* _Problem to work on_: Switch each "shelf" in the records to "rack", then write all the records out again with nothing else altered and the pictures left out.
^^^^^^^^
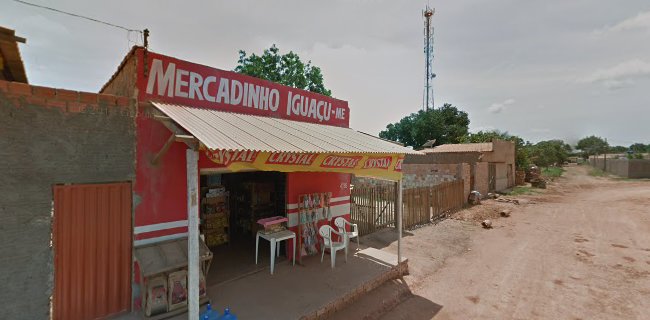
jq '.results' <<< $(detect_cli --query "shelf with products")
[201,186,230,247]
[297,192,332,262]
[231,182,278,236]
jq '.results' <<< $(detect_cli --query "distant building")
[402,140,515,195]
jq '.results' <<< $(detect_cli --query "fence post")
[395,178,402,264]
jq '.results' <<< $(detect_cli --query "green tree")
[576,136,609,158]
[379,103,469,149]
[530,140,571,167]
[630,143,648,153]
[235,44,332,96]
[461,130,532,170]
[379,103,469,149]
[609,146,628,153]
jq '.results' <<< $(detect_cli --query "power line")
[13,0,142,34]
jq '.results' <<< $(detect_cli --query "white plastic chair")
[318,225,348,269]
[334,217,360,250]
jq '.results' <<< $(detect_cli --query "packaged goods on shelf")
[145,276,167,316]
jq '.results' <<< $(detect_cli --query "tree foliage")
[576,136,609,158]
[529,140,571,167]
[609,146,629,153]
[630,143,650,153]
[235,44,332,96]
[379,103,469,149]
[461,130,531,170]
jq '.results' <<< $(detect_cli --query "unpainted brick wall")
[100,47,137,98]
[402,163,459,188]
[0,81,135,319]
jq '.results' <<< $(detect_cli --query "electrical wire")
[13,0,142,34]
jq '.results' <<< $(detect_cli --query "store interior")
[200,171,286,285]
^^^^^^^^
* _Response_:
jq '.results' <<< $(detect_cli --query "rack with products")
[201,186,230,247]
[297,192,332,262]
[231,182,278,236]
jq '.results' <<< $(detect_cli --query "distant building")
[402,140,515,195]
jq '.results' <<< $(detect_cli --query "fence post")
[395,178,402,264]
jq '.results' <<< $(detect_cli --query "green tree")
[576,136,609,158]
[379,103,469,149]
[530,140,571,167]
[630,143,648,153]
[235,44,332,96]
[461,130,532,170]
[379,103,469,149]
[609,146,628,153]
jq '.results' <<< $(detect_cli --query "power line")
[13,0,142,34]
jq '.results' <<< $(detect_cli --query "white plastic chair")
[318,225,348,269]
[334,217,360,250]
jq '.results' <<< $(detect_cli --query "packaged goods on rack")
[145,276,167,316]
jq '.results' <<< $(detect_cli --query "tree foliage")
[576,136,609,158]
[529,140,571,167]
[609,146,629,153]
[630,143,650,153]
[235,44,332,96]
[379,103,469,149]
[461,130,531,170]
jq '.results' <<< $(detect_cli --query "unpainted brick wall")
[100,47,137,98]
[402,163,459,188]
[0,81,135,319]
jq '.results' <<< $(detect_cli --query "electrical wire")
[13,0,142,34]
jq '.results' <<< $(detect_cli --query "store interior")
[200,171,286,285]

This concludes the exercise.